GIVEN INSTRUCTION =
Pick out every line in the items below that contains the word "light" and copy each one. Case counts.

PROVIDED MATERIAL =

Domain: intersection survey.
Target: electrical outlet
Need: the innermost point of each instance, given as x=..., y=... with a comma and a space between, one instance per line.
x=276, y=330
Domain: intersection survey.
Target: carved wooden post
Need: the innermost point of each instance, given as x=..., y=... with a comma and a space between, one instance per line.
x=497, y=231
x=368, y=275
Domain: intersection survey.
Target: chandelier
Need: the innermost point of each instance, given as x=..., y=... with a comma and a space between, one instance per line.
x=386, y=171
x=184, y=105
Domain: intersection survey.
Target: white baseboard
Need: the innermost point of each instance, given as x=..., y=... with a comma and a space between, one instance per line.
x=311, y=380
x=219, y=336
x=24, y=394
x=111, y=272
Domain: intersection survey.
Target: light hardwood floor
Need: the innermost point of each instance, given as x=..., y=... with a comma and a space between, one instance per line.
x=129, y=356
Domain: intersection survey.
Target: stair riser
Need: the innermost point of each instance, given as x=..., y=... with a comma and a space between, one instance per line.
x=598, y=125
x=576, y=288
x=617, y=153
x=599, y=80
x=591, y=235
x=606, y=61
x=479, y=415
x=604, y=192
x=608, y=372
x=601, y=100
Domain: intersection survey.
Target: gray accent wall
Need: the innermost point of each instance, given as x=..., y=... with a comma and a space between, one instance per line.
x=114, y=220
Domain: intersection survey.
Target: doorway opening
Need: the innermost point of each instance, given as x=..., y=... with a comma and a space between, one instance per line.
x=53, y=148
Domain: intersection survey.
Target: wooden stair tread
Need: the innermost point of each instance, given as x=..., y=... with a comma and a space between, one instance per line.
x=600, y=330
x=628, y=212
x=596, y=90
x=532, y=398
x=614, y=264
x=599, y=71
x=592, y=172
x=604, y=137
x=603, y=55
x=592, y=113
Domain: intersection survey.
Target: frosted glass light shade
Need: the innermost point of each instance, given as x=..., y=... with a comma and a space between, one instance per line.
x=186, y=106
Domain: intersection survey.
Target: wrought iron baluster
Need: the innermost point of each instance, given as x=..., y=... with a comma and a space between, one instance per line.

EXERCISE SOLUTION =
Target: light hardwood floor
Target: frosted glass light shade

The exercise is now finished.